■ QUÉ SE ESPERA
Reproduce sin cambios el pasaje del texto sobre el festival Artground comprendido entre "Al igual que" y "la galería Monoambiente.", ambos incluidos.

■ EXTRACTO DEL DOCUMENTO
============

Al igual que las grandes marcas de moda, impulsoras de vidrieras "instagrameables" en busca de un efecto multiplicador de alto impacto, Chandon propuso que las experiencias shareable (compartibles) inspiraran el cruce de disciplinas del festival Artground, cuya primera edición termina mañana en Corrientes 6277. Para curar las intervenciones de artes visuales en ocho espacios de 4 m2 convocó a Martín Huberman, arquitecto, diseñador y director de la galería Monoambiente.
"Lo shareable sin contenido es un peligro", admite Huberman, quien aceptó sin embargo tomar el desafío de sumarse a la tendencia contemporánea. Si bien aclaró a LA NACION que las intervenciones no fueron creadas con la aspiración a viralizarse en redes, sí reconoció que tuvo ese posible resultado en cuenta a la hora de seleccionarlas. "La idea es generar experiencias interactivas que no sean meramente visuales –agrega el curador–. Si son buenas, te van a dar ganas de compartirlo, no es necesario forzar el registro. Que se viralice o no es un dominio del público; por suerte eso todavía no se puede controlar".

============

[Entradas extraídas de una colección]
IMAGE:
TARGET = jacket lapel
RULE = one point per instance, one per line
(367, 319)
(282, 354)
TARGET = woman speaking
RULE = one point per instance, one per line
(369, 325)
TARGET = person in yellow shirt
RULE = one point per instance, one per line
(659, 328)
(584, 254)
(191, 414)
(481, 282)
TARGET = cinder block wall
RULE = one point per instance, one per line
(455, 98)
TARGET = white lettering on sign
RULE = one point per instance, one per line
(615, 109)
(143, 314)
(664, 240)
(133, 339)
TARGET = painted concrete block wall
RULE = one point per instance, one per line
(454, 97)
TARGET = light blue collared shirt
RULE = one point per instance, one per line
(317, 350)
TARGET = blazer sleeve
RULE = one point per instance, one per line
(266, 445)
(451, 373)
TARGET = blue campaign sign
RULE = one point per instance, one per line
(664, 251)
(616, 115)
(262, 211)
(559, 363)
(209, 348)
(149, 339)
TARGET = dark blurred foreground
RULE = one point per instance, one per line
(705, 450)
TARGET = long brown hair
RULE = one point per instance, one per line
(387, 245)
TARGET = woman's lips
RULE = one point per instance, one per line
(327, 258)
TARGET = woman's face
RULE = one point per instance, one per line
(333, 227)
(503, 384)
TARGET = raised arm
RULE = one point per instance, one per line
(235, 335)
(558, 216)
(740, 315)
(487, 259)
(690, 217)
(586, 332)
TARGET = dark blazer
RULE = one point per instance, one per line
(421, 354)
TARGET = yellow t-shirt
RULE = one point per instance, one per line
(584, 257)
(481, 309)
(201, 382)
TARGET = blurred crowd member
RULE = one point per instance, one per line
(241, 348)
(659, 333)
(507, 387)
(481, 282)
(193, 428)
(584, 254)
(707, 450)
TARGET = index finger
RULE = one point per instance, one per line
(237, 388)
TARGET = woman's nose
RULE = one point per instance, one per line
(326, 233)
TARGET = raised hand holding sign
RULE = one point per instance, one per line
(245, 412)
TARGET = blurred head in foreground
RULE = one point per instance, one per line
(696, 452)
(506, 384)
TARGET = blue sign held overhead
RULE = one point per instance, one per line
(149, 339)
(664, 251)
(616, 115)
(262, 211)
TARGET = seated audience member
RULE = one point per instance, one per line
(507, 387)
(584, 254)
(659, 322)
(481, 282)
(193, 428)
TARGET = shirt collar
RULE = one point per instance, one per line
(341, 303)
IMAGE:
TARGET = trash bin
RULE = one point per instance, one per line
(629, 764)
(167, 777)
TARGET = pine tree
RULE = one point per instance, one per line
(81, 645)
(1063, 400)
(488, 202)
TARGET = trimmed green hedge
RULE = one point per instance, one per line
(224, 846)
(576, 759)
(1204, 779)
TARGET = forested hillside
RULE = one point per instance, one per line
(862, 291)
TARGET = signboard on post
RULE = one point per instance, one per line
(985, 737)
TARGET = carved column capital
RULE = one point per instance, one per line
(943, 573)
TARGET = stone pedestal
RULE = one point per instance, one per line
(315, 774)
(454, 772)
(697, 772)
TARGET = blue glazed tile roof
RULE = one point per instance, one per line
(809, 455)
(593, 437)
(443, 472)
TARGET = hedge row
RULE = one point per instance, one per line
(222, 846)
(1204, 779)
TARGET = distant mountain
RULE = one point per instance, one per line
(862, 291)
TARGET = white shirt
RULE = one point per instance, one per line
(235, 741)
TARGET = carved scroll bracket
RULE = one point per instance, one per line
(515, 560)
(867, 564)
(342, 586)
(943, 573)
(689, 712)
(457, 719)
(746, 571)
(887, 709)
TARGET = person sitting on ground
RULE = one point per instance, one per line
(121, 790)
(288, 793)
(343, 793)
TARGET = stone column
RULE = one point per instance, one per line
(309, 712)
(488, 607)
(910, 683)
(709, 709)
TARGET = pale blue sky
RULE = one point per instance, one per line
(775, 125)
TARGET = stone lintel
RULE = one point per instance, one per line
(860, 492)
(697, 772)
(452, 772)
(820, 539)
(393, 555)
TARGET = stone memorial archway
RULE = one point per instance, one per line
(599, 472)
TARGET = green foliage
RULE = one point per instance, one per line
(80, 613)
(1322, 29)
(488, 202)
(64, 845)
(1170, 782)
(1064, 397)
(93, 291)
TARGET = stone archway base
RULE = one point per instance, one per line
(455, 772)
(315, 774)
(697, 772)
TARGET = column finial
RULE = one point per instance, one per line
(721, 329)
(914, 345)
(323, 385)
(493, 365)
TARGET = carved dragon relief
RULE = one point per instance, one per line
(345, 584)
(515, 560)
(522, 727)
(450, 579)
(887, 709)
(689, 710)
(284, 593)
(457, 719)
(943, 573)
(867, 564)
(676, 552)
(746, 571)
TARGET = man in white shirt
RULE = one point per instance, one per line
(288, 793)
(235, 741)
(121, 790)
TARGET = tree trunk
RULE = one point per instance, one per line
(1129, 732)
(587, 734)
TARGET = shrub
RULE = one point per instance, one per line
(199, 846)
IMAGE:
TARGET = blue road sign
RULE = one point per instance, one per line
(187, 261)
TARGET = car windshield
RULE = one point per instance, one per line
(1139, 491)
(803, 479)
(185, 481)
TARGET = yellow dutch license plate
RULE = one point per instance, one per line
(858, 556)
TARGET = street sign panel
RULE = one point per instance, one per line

============

■ RESPUESTA
Al igual que las grandes marcas de moda, impulsoras de vidrieras "instagrameables" en busca de un efecto multiplicador de alto impacto, Chandon propuso que las experiencias shareable (compartibles) inspiraran el cruce de disciplinas del festival Artground, cuya primera edición termina mañana en Corrientes 6277. Para curar las intervenciones de artes visuales en ocho espacios de 4 m2 convocó a Martín Huberman, arquitecto, diseñador y director de la galería Monoambiente.